__Reading passage__:
• • • •
Inclusive Entrepreneurship: Europe’s Untapped Advantage—If We Choose to Act

Brussels, June 2025

How close are we in Europe to achieving equality in entrepreneurship? For those of us committed to building a more inclusive business landscape, we have a kind of “equality thermometer” a comprehensive data report that shows where we stand, what progress we’ve made, and the challenges that still lie ahead: the OECD’s publication of 27 Inclusive Entrepreneurship Country Assessment Notes, which provides a comprehensive analysis of how national ecosystems support under-represented entrepreneurs, such as women, youth, seniors, migrants, the unemployed, and people with disabilities, by evaluating policy frameworks, delivery mechanisms, and the effectiveness of tailored support measures across the EU.

As the Inclusive Entrepreneurship Alliance, we commend this body of work. But we must go further. These reports must not sit on shelves. They must serve as a launchpad for transformation because inclusive entrepreneurship is not a peripheral issue. It is Europe’s untapped advantage.

A Mirror and a Map: What the OECD Reports Reveal

The OECD’s findings confirm what many in our Alliance already experience across Europe: pockets of excellence exist, but the overall policy landscape is fragmented, underfunded, and too often blind to the real-world barriers faced by underrepresented entrepreneurs.

  • France offers regional support for women, yet lacks comprehensive migrant entrepreneurship strategies.
  • Germany has strong frameworks for migrant entrepreneurs, but lags in youth entrepreneurship programming.
  • Ireland excels in mentoring migrant founders, yet lacks rural youth engagement.
• • • •
Bounding box annotation entries:
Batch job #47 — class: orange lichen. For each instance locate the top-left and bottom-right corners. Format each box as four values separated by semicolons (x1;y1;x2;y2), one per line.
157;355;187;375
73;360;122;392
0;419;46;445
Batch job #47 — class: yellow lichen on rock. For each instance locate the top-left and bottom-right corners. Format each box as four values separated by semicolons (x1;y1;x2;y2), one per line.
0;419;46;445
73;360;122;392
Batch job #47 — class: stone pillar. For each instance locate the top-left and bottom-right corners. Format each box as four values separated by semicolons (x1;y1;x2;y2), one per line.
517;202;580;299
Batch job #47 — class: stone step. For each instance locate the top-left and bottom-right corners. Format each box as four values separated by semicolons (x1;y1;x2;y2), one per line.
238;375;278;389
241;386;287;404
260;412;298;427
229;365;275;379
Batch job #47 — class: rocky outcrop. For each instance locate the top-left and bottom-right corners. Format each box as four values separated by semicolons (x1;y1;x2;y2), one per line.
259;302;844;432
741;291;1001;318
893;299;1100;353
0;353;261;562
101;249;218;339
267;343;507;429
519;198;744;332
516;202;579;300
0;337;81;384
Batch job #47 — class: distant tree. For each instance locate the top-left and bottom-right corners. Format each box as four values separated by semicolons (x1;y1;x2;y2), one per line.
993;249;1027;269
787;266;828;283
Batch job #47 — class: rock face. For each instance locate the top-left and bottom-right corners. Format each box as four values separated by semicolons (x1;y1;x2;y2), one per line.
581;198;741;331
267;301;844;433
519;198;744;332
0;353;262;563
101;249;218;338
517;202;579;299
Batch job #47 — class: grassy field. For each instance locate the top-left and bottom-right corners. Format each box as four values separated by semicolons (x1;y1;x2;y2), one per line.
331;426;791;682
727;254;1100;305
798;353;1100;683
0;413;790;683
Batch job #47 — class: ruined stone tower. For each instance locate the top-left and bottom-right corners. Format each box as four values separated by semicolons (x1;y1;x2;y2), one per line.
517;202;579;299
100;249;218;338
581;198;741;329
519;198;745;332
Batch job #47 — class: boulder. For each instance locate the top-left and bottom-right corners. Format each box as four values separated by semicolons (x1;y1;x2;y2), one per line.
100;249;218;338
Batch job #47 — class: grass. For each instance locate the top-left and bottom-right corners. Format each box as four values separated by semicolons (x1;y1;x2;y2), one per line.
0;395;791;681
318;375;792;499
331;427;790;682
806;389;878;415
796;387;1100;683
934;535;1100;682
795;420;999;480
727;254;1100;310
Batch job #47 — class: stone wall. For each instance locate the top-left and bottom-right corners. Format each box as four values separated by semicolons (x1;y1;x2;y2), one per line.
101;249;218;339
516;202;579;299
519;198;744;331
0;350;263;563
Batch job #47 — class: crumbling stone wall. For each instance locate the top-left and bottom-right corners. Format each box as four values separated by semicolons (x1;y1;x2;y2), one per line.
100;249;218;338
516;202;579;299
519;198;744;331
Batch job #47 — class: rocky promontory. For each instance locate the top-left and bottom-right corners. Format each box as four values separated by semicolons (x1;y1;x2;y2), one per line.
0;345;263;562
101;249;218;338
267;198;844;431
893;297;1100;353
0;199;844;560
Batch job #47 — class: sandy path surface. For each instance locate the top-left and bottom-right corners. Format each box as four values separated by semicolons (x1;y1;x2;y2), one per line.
• • • •
__Problems to solve__:
1. In the article on inclusive entrepreneurship in Europe, how many Inclusive Entrepreneurship Country Assessment Notes did the OECD publish?
2. Repeat the passage of the inclusive entrepreneurship article between "As the Inclusive" and "migrant entrepreneurship strategies.", inclusive.
3. Write what comes next in the article on inclusive entrepreneurship in Europe, picking up after its final sentence.

__Exercise answers__:
1. 27

2.
As the Inclusive Entrepreneurship Alliance, we commend this body of work. But we must go further. These reports must not sit on shelves. They must serve as a launchpad for transformation because inclusive entrepreneurship is not a peripheral issue. It is Europe’s untapped advantage.

A Mirror and a Map: What the OECD Reports Reveal

The OECD’s findings confirm what many in our Alliance already experience across Europe: pockets of excellence exist, but the overall policy landscape is fragmented, underfunded, and too often blind to the real-world barriers faced by underrepresented entrepreneurs.

  • France offers regional support for women, yet lacks comprehensive migrant entrepreneurship strategies.

3.
  • Croatia, Cyprus, and Romania, among others, show vibrant grassroots energy but suffer from weak strategic coordination and scalability.

Only a handful of countries have developed robust monitoring and evaluation systems to track progress in inclusive entrepreneurship.

The result? A Europe where entrepreneurial potential is unequally distributed not for lack of talent, but for lack of policy coherence, access to finance, tailored support, and strategic vision.

Source: OECD

Inclusive Entrepreneurship Is the Glue That Binds Europe’s Goals

The reports arrive at a pivotal time. Europe is rethinking its competitiveness, cohesion, and innovation model. And inclusive entrepreneurship is central to this shift. The findings of the OECD complement and reinforce key European strategic priorities:

The Draghi Report on European Competitiveness urges the full mobilisation of Europe’s human capital. Inclusive entrepreneurship does exactly that, bringing women, migrants, and marginalised groups into Europe’s innovation economy.

The Letta Report on the Future of the Single Market calls for inclusive growth and social cohesion. A diverse entrepreneurial ecosystem is not just desirable, it is essential for economic resilience and democratic renewal.

The Union of Skills Communication (COM/2025/90) puts lifelong learning and entrepreneurial skills at the centre of just transitions. But without targeted support, many aspiring entrepreneurs are left behind.

In other words: inclusive entrepreneurship is no longer optional. It is strategic.

Our Message to Europe’s Leaders: Implementation Is Everything

From the European Commission to the European Parliament, from national ministries to local authorities and enterprise agencies we ask you to make these OECD assessments actionable:

  • Develop National Strategies for Inclusive Entrepreneurship
  • Every Member State must articulate a national vision for inclusive entrepreneurship, grounded in data, inclusive of civil society and businesses, and aligned with EU funding instruments (AMIF, ESF+, ERDF).
  • Fund Inclusive Ecosystems
  • Scale promising local practices across Europe. Use EU cohesion and recovery funds to co-finance inclusive incubators, entrepreneurship networks, and training programmes—particularly in underserved regions and for underrepresented groups.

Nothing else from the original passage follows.